(Text Opens)

But before I jump in and show you some of these modules, I think some of the themes that you're hearing right. I think Diane started by mentioning ubiquitin then Angie followed on around affordability and accessibility. So that concept around immersive, I think is especially important to emphasize and something we think a lot about. So if you're going to build something, make sure it's available to your end users and try and meet your end users where they live.
Don't force them into another workflow, right? People are already inundated with all types of different software solutions. So that was fundamental to the design of this platform. And for the record, doing something that others tell you not to do is like a premier quality of a CEO. So that's how we know this. He's telling the truth right now.
Validated that's right. Taking risk. So again, going back to that accessibility point, the first thing to note here is this is not my laptop. I don't know how powerful it is. I just needed to go to a URL to pull up the technology. equally.
I can pull up the same URL on my iPhone. Going back now to all the way to the iPhone seven, we fully support this. We also I'm focusing on web and mobile just to complement what some of the other speakers are doing today. All of what you're seeing is also accessible in a headset and as Paul mentioned, augmented virtual reality. Each of them, we think, has their own place in the immersive ecosystem.
But you can see here something that we really the reason we were able to do this was somewhere around 2012, these specifications developed. So again, this is built with only HTML standards. If you're technical, it doesn't require a plugin, nothing to install. And even these massive data sets are virtual human bodies comprised of over 10,000 independently selectable objects.
Will run on any device. And that was quite an engineering feat that I give a ton of credit to my team for accomplishing. the head and neck. Being one of the more complex regions of the human body. If I'm the peel off some of the layers. You get a sense of what was involved and to get this right. You know, we partnered with New York University Medical Center.
Johns Hopkins had compared it with imaging data sets. It was heavily peer reviewed. And now we're working even more closely with our partner in Wolters kluwer in the distribution of the product. But you can see all these parts. Independently selectable described. And easily manipulatable in interactive 3D.
So something that was somewhat unprecedented to be able to understand the spatial relationships in anatomy like this. And then in addition to that, to truly emulate the human body. And that's our goal, is not only to map anatomy, but to make this a comprehensive virtual map of the human body. Think of it as like Google Maps for the human body. We also had emulate physiology, disease, states and treatments more time than I have to go into today.
But just want to show you technologically what's now possible. On any device. You know, we can emulate things like the physiologic function of the heart. Similar to the head and neck. If I dissect off some of the layers.

(Text Closes)

▸ What to do:
• a. In the talk, how many independently selectable objects make up the virtual human bodies?
• b. Which people does the speaker in the talk mention by first name?
This listing was taken from a different source than the talk.

(Records shown Opens)

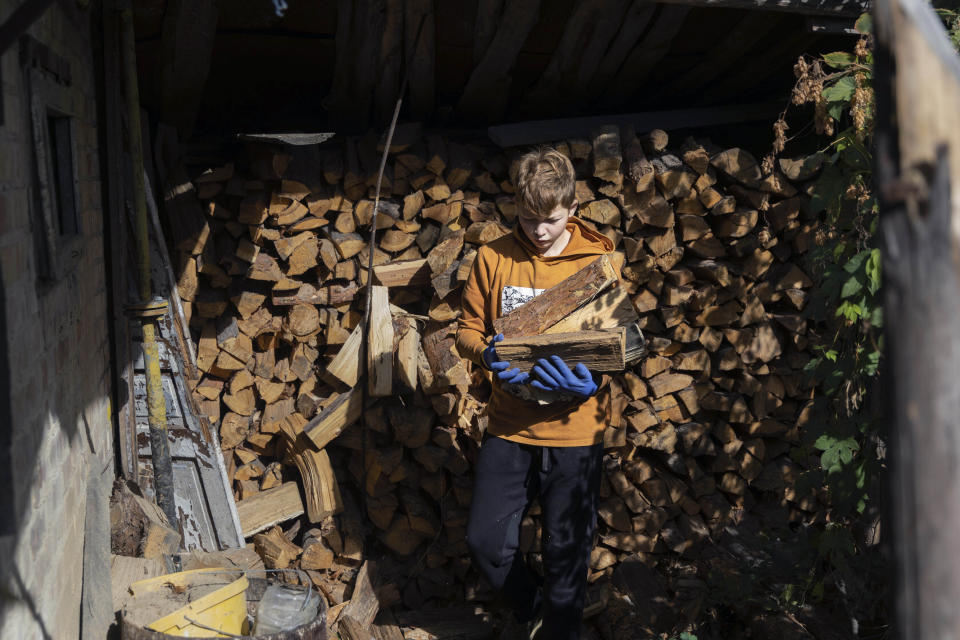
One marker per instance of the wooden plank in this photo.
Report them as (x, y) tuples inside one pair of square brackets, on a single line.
[(330, 295), (337, 416), (558, 301), (850, 8), (600, 350), (407, 352), (380, 345), (319, 484), (364, 604), (644, 58), (345, 367), (728, 52), (485, 96), (420, 54), (186, 49), (267, 508), (485, 27), (632, 27), (407, 273), (589, 29), (917, 83)]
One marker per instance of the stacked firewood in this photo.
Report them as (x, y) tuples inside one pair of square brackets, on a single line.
[(272, 264)]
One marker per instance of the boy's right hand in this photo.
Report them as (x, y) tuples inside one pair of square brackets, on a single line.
[(501, 367)]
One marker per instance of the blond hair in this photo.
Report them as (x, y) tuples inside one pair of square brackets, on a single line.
[(544, 180)]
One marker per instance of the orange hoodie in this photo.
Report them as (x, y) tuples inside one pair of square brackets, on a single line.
[(507, 273)]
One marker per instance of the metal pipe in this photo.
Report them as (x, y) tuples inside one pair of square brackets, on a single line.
[(156, 403)]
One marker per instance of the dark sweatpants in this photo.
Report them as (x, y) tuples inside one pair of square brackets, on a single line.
[(566, 480)]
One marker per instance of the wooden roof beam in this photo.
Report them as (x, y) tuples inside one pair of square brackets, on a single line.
[(810, 7)]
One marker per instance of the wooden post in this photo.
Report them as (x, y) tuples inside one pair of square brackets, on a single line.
[(918, 136)]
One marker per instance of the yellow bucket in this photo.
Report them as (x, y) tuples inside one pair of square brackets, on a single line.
[(224, 609)]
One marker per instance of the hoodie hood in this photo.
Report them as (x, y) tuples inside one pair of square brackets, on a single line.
[(583, 242)]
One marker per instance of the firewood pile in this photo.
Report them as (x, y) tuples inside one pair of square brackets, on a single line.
[(272, 253)]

(Records shown Closes)

▸ Response list:
• a. Over 10,000

• b. Diane, Angie, Paul